Top of Supplied data

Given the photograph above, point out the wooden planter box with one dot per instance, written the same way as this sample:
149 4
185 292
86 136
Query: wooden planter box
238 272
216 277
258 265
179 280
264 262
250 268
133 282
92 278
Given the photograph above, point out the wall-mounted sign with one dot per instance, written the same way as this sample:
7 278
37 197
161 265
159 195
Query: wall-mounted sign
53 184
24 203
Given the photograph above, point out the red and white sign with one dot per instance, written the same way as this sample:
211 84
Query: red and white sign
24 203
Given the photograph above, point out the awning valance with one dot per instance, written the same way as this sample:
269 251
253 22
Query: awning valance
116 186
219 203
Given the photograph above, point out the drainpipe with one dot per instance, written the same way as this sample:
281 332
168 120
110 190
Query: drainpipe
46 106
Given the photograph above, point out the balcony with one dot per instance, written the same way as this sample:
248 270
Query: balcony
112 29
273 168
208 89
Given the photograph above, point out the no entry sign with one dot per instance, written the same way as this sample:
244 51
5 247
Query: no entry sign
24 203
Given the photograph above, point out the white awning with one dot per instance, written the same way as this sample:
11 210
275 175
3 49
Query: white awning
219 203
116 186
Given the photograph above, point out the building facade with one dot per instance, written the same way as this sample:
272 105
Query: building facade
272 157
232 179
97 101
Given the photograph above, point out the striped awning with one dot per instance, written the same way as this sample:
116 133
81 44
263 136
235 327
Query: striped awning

Bottom of Supplied data

Search the material above for "written". Pull out each line where it shows up.

Given the photograph above, point out the wooden planter box with one dot per instance, written the same way as this sample:
Given the photograph above, point out the wall-mounted sign with one dot per instance, written the same way as this sample:
Given the photograph above, point out the red and white sign with one dot per instance, written the same way as this sample:
Given the photograph above, point out the awning valance with one dot per instance, written the same way as this sample:
Given the photograph above, point out the drainpipe with one dot per instance, written the same way as this sample:
Given the photograph above, point out the balcony with one dot per instance, written the same way as this sample:
Given the photograph above, point out the no entry sign with one dot per instance, written the same way as this sample:
Given the photograph above, point out the white awning with one dot per instance, written the same way as this sample:
Given the photograph above, point out the building facade with one dot per instance, written the same way as this sample:
Given the photograph above, point out the striped awning with one dot per instance, written the same way as this sample:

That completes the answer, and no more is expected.